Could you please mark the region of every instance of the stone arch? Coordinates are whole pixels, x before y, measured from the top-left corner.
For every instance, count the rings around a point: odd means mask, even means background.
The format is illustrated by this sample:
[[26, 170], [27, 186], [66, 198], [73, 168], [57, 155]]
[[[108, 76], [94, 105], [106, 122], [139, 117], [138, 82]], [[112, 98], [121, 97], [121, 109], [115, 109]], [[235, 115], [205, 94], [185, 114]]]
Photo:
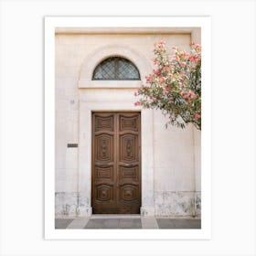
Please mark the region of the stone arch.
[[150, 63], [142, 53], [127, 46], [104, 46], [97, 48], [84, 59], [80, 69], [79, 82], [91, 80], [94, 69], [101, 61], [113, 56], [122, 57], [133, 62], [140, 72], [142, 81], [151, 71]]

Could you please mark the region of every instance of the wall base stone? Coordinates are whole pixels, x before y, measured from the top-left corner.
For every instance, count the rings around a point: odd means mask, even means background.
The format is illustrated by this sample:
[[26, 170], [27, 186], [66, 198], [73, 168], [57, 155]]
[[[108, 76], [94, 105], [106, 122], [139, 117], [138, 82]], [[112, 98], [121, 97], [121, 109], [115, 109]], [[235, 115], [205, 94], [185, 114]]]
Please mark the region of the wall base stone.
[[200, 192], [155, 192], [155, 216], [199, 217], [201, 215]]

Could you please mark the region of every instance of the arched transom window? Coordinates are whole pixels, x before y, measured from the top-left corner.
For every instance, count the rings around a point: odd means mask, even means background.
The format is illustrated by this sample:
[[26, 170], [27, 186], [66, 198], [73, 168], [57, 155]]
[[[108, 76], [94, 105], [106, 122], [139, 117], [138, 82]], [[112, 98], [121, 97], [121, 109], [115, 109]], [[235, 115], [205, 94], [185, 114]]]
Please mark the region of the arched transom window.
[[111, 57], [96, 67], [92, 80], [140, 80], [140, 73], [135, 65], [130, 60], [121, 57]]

—————

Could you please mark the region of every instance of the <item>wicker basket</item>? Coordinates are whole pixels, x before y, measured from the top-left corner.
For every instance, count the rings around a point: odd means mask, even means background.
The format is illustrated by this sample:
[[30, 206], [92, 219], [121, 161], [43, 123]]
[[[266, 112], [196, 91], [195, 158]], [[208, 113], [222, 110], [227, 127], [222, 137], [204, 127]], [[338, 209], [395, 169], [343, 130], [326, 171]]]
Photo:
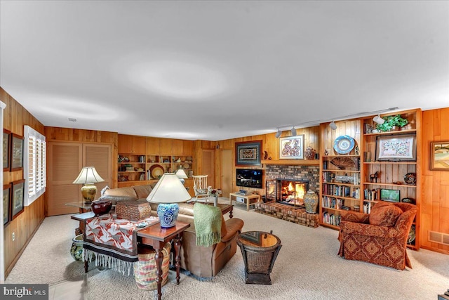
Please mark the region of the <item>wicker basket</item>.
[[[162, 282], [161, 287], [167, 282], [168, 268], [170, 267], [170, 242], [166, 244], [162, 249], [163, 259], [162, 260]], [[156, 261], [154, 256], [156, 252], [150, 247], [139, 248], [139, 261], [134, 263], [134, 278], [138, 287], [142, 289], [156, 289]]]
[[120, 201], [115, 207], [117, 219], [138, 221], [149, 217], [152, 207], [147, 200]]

—————

→ **Written problem**: Change "mark" to "outline" in the lines from the one holding "the <item>wicker basket</item>?" through the one holding "207], [147, 200]]", inclusive, and give only those lines with everything else unchanged. Leave the pictures out.

→ **Answer to this exercise**:
Could you please outline the region of every instance of the <item>wicker basket</item>? Coordinates are whole pixels, x before y, measured from the top-left corner.
For every instance, count the rings around a point: odd means mask, even means background.
The format is illustrated by this sample:
[[30, 206], [92, 219], [121, 161], [43, 123]]
[[[266, 112], [196, 91], [195, 158]], [[208, 113], [222, 110], [227, 127], [222, 137], [204, 127]], [[338, 209], [395, 169], [343, 130], [326, 171]]]
Photo:
Please outline the region of the <item>wicker basket</item>.
[[[162, 282], [161, 287], [167, 282], [168, 268], [170, 267], [170, 242], [166, 244], [162, 249], [163, 259], [162, 260]], [[156, 261], [154, 256], [156, 252], [150, 247], [139, 248], [139, 261], [134, 263], [134, 278], [138, 287], [142, 289], [156, 289]]]
[[120, 201], [115, 207], [117, 219], [138, 221], [149, 217], [152, 207], [147, 200]]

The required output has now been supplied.